* [WORK REQUIRED]: Switch "formatted sample" to "worked sample" throughout the records below and write them out again, leaving everything else unchanged.

* [EXERCISE INPUT]:
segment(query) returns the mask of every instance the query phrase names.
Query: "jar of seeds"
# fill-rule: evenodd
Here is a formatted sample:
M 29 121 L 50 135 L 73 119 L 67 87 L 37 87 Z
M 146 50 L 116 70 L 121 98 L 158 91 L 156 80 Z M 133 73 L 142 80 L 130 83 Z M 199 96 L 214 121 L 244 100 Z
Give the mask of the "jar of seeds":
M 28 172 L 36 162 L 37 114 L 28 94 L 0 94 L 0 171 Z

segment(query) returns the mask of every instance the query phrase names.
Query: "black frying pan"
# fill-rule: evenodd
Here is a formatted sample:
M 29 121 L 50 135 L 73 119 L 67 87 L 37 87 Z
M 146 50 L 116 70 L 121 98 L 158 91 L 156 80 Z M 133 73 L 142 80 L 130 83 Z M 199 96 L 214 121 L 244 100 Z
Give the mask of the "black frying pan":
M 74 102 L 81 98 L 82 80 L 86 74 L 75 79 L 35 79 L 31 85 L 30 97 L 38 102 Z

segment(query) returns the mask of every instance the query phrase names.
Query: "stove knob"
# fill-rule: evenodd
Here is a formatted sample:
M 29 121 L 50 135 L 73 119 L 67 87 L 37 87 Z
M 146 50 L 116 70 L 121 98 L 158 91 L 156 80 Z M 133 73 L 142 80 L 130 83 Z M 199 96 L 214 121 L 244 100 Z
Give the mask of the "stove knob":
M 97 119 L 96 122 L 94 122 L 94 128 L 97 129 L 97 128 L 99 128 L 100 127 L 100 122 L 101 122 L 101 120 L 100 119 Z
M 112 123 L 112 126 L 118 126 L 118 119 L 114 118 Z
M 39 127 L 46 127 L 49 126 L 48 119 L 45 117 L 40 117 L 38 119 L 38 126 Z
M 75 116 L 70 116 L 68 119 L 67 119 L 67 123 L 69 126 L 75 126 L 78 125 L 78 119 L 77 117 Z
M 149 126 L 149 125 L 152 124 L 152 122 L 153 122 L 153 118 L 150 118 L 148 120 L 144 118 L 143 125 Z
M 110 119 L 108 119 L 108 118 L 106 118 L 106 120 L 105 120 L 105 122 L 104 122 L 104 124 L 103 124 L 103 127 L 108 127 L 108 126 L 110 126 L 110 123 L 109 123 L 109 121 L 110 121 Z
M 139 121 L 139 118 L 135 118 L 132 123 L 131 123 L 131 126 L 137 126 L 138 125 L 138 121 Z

* [TASK ANSWER]:
segment(query) returns the mask of every instance the query phrase names.
Query: "jar of seeds"
# fill-rule: evenodd
Here is a worked sample:
M 29 121 L 50 135 L 73 119 L 67 87 L 37 87 Z
M 146 50 L 116 70 L 121 98 L 158 91 L 156 80 Z M 133 73 L 142 80 L 130 83 Z M 199 96 L 214 121 L 244 100 Z
Give the mask of the "jar of seeds":
M 28 172 L 36 162 L 37 114 L 28 94 L 0 94 L 0 171 Z

segment(query) returns the mask of every instance the query phrase names.
Query: "black frying pan"
# fill-rule: evenodd
Here is a worked sample:
M 29 121 L 50 135 L 73 119 L 67 87 L 37 87 Z
M 146 50 L 116 70 L 121 98 L 158 91 L 156 80 Z M 133 73 L 142 80 L 130 83 Z M 199 96 L 214 121 L 244 100 Z
Give the mask of the "black frying pan":
M 74 102 L 81 98 L 82 80 L 86 74 L 75 79 L 35 79 L 31 85 L 30 97 L 38 102 Z

segment(query) returns the mask of every instance the query phrase names.
Query: "stove knob"
# fill-rule: evenodd
Here is a worked sample:
M 29 121 L 50 135 L 73 119 L 67 87 L 37 87 Z
M 146 50 L 116 70 L 121 98 L 158 91 L 156 80 Z M 133 73 L 142 80 L 130 83 Z M 199 96 L 214 121 L 244 100 Z
Give the mask of the "stove knob":
M 97 119 L 96 122 L 94 122 L 94 128 L 97 129 L 97 128 L 99 128 L 100 127 L 100 122 L 101 122 L 101 120 L 100 119 Z
M 112 123 L 112 126 L 118 126 L 118 119 L 114 118 Z
M 39 127 L 46 127 L 49 126 L 48 119 L 45 117 L 40 117 L 38 119 L 38 126 Z
M 75 116 L 70 116 L 68 119 L 67 119 L 67 123 L 69 126 L 75 126 L 78 125 L 78 119 L 77 117 Z
M 149 126 L 149 125 L 152 124 L 152 122 L 153 122 L 153 118 L 150 118 L 148 120 L 144 118 L 143 125 Z
M 110 119 L 108 119 L 108 118 L 106 118 L 106 120 L 105 120 L 105 122 L 104 122 L 104 124 L 103 124 L 103 127 L 108 127 L 108 126 L 110 126 L 110 123 L 109 123 L 109 121 L 110 121 Z
M 139 121 L 139 118 L 135 118 L 132 123 L 131 123 L 131 126 L 137 126 L 138 125 L 138 121 Z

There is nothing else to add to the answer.